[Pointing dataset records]
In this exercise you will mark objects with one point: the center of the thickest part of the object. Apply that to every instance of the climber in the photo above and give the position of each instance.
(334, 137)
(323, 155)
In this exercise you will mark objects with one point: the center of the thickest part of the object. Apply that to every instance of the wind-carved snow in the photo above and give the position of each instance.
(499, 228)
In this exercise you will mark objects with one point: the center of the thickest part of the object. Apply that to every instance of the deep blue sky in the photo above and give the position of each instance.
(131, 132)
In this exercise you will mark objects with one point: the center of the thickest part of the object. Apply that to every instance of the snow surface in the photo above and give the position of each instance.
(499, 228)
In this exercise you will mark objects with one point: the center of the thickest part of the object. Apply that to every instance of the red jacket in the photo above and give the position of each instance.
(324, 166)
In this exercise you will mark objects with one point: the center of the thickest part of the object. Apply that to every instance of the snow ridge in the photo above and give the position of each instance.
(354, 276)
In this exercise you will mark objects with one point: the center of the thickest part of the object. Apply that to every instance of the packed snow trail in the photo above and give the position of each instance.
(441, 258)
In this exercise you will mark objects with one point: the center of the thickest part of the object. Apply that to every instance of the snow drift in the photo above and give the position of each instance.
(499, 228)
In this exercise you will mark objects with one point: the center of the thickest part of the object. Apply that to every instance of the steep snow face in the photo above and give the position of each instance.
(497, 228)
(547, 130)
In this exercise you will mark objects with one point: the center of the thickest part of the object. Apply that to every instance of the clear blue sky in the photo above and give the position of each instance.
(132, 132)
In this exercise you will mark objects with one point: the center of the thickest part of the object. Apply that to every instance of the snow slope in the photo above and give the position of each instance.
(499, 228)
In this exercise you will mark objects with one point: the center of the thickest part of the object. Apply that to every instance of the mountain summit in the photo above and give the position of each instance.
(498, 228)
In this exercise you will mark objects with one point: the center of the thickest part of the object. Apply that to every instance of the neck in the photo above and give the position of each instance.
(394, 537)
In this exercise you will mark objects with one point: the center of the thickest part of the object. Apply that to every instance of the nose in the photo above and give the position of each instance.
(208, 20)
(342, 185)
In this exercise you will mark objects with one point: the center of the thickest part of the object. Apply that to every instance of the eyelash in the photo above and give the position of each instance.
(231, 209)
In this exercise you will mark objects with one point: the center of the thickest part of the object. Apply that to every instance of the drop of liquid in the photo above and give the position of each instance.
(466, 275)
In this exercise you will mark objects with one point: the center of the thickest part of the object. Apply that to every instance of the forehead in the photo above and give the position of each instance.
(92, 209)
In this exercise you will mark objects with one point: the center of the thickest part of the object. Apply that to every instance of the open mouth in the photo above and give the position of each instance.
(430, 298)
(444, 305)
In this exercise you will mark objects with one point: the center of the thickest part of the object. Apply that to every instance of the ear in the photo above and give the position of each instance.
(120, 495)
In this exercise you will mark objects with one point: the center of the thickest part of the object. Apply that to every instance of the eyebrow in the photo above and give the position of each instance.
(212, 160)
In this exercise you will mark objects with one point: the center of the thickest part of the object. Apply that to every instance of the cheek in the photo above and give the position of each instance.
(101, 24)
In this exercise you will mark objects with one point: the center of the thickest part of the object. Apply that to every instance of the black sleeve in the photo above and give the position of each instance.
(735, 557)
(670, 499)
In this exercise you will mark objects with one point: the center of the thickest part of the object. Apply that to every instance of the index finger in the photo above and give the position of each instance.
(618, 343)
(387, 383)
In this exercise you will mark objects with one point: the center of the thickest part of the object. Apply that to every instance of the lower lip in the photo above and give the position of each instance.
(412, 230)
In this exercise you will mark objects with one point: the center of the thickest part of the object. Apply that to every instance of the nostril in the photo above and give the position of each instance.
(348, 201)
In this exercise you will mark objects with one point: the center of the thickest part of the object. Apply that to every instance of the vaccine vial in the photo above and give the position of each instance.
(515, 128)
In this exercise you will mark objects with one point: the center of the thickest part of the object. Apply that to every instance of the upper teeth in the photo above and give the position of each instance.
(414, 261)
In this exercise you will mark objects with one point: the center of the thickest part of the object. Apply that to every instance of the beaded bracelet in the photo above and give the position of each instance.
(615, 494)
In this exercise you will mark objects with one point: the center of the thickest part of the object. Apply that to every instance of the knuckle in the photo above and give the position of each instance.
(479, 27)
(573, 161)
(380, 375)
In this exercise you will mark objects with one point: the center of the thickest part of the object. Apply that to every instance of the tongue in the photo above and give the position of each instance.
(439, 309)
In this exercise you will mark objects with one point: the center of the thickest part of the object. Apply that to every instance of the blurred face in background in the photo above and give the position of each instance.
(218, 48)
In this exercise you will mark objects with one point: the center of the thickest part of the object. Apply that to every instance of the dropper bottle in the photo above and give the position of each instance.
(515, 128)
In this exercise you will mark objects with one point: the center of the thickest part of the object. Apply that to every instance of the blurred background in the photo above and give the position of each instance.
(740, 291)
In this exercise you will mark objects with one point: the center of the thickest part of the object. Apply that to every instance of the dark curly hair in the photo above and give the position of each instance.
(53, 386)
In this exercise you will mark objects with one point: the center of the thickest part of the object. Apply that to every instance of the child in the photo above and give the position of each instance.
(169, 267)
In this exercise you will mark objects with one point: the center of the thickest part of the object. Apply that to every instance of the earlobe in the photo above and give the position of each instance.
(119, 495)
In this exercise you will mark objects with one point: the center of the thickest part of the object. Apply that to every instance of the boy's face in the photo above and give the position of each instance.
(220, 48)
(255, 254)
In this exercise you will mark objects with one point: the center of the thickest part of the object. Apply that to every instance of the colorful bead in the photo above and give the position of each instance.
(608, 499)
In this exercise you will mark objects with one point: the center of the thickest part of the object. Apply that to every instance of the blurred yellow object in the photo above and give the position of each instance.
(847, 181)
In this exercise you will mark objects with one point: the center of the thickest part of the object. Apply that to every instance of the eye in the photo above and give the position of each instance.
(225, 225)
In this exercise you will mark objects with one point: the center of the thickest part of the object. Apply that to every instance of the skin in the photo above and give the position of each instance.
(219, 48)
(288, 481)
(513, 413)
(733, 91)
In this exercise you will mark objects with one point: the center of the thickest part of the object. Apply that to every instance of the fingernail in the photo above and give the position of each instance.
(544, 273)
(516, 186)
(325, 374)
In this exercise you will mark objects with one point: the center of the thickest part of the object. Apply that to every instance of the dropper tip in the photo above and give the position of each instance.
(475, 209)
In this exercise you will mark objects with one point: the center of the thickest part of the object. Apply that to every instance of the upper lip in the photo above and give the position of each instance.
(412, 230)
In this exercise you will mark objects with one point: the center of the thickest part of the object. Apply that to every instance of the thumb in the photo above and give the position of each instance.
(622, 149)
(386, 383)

__WHAT IS EXPECTED__: Copy out all of the records shown above exactly.

__RESPONSE FOR THIS EXERCISE__:
In this exercise you will mark objects with one point: the center of the thickest part of the object. Apply that to every instance of the climber in the photo above and give the position of each instance.
(334, 137)
(323, 155)
In this exercise you will mark objects with one point: the center of the thickest part of the object. Apply that to every instance of the wind-carved snow in the photo above and give the position of each instance.
(499, 228)
In this exercise you will mark objects with one point: the center of the thickest part of the object. Apply that to every instance of the deep blue sky in the photo above and give the position of each instance.
(131, 132)
In this exercise you will mark objects with one point: the center of the thickest part of the object. Apply that to every instance of the snow surface in the photo above and give the position of each instance.
(499, 228)
In this exercise you will mark objects with one point: the center of the thickest part of the object. Apply that to every instance of the red jacket in the photo above and give the position of each instance.
(324, 166)
In this exercise you will mark objects with one point: the center of the thickest part of the object. Apply that to every instance of the snow ridge in the photo above and give the position of each instance.
(354, 276)
In this exercise you will mark objects with one point: the center of the thickest part of the object. Apply that to every instance of the packed snow trail in the photo above and give the position of each instance.
(441, 258)
In this exercise you will mark objects with one point: the center of the thickest part of the object. Apply that to every instance of the snow drift in the photo above and give the position of each instance.
(499, 228)
In this exercise you will mark objects with one point: the center of the thickest part of the object. Apply that to every instance of the steep snow face in the photo above and give the position of each instance.
(497, 228)
(547, 130)
In this exercise you will mark objects with one point: the center of the thickest part of the object. Apply that to every instance of the clear blue sky in the photo above and give the position of each instance.
(132, 132)
In this exercise you will mark objects with one point: the center of the thickest part of the object. Apply that to every instance of the snow slope in the photo above and give the position of each instance.
(499, 228)
In this exercise you will mark objects with one point: the center of the thickest part of the object. Apply that to every instance of the mountain summit in the photo above and give the position of each instance.
(498, 228)
In this exercise you will mark objects with one point: the center of the thickest part of the object. Apply that to every instance of the neck in the photo above and give the position of each instance.
(394, 537)
In this exercise you will mark objects with one point: the center of the thickest part of the object. Apply that to every instance of the nose in the photo above and give the position of each instance.
(208, 20)
(342, 185)
In this exercise you will mark objects with one point: the center of the thickest part of the object. Apply that to every instance of the eyelash in the photo above and give the position of each instance.
(231, 209)
In this exercise you will mark objects with one point: the center of the thickest part of the object. Apply that to every instance of the drop of liquid in the photo above and give the position of each instance.
(466, 275)
In this exercise you will mark objects with one point: the center of the thickest part of the object. Apply that to every instance of the forehead in the photo above and give the position of each instance.
(92, 209)
In this exercise you will mark objects with one point: the center of the thickest part of the object. Apply that to every instance of the open mouth in the photo above and give the position of each instance.
(430, 298)
(444, 305)
In this exercise you will mark objects with one point: the center of the thickest part of the object. Apply that to every instance of the ear in the photo above and give the position of each instance.
(120, 495)
In this exercise you will mark objects with one point: the center of the thickest part of the object. Apply that to every instance of the eyebrow in the photo above and give the position of each instance.
(212, 160)
In this exercise you will mark objects with one point: the center of the thickest part of the object. Apply that to every instance of the cheek in the photo above and give the position of each instance.
(101, 24)
In this exercise you will mark objects with one point: the center of the thickest part of the object. Apply that to every instance of the black sleeve in the photo above and give the position of each instance.
(735, 557)
(670, 499)
In this exercise you will mark objects with one point: the center of the thickest part of the object. Apply that to every instance of the index finger in the photo above and give the position of each instance.
(618, 343)
(387, 383)
In this exercise you will mark objects with one point: the center of the thickest part of the object. Apply that to every instance of the lower lip in the photo above and give the position of each instance.
(412, 230)
In this exercise you will mark objects with one point: the center of the thickest part of the object. Apply that to every instance of the nostril in the photo above and give the position of each instance.
(348, 201)
In this exercise you will mark objects with one point: the center of the thickest part of the object. Apply that to every instance of the vaccine vial in the photo above and give the position of each instance.
(515, 128)
In this exercise you will mark objects with one point: the center of the thickest part of the object. Apply that to every instance of the upper teeth in the photo above and give the position of each instance.
(414, 261)
In this exercise you will mark objects with one point: the center of the thickest part of the object. Apply that to every instance of the beaded bracelet in the photo above and give the position of each instance.
(615, 494)
In this exercise you will mark objects with one point: the center of the thickest part of the object. Apply that to every instance of the knuckle in the photo above and give the position of each instance.
(479, 27)
(573, 161)
(380, 375)
In this exercise you will mark objects with one point: the center of the thickest part of the object. Apply that to every instance of the tongue in the photo above and give the position of each instance.
(439, 309)
In this exercise you will mark objects with one point: the center of the thickest part of the object. Apply that to every instance of the blurred face in background in the photo above and give the position of each instance.
(218, 48)
In this exercise you will mark objects with one point: the center of the thickest part of the object. Apply that to every instance of the dropper bottle in the photo above and give the position of each instance.
(515, 128)
In this exercise you will mark objects with one point: the center of the thickest part of the object. Apply that to every instance of the blurred background in the photo above and give the position of each instance.
(740, 291)
In this exercise you will mark objects with one point: the center of the thickest part of the object. Apply that to every instance of the dark curly hair in the photo above and give the position of each instance.
(53, 386)
In this exercise you will mark objects with one point: the center of the thickest part of the object. Apply that to every instance of the child in the photo above and give the position of each instance.
(169, 267)
In this exercise you will mark objects with one point: the center of the thickest part of the object. Apply that to every instance of the earlobe in the photo above and give the position of each instance.
(119, 495)
In this exercise you will mark objects with one point: the center of the thickest part of the object. Apply that to every instance of the boy's face in the photo above and give the position of each instance.
(220, 48)
(255, 254)
In this exercise you will mark objects with one point: the center of the thickest part of the object. Apply that to every instance of the colorful bead in the photo above and give the position of each instance.
(608, 499)
In this exercise you will mark objects with one point: the center of the thickest part of the object. Apply that to every instance of the blurred yellow object in the photo above and give the position of each instance.
(847, 181)
In this exercise you will mark objects with one point: the center of the thickest part of the object. Apply that to every instance of the eye in the photo above and give the position of each instance.
(225, 225)
In this exercise you will mark objects with one point: the center of the thickest part of the object. Apply that to every instance of the skin in the photo above and give the position of each instance.
(219, 48)
(288, 481)
(513, 413)
(733, 91)
In this exercise you will mark objects with one point: the center of the thickest part of the object. Apply that to every instance of the fingernail in the photo above and give the position of each instance.
(544, 273)
(516, 186)
(325, 374)
In this exercise you will mark objects with one point: the center of the thickest part of the object. Apply that to every instance of the dropper tip in the photo above and give the position of each instance.
(475, 209)
In this exercise you will mark objects with one point: the center of the thickest part of the object. Apply that to every instance of the upper lip in the photo above and give the position of each instance.
(412, 230)
In this exercise you will mark objects with one point: the center of the thickest part of the object. Apply that to every instance of the thumb in the photo above and give the position of each instance.
(622, 149)
(386, 383)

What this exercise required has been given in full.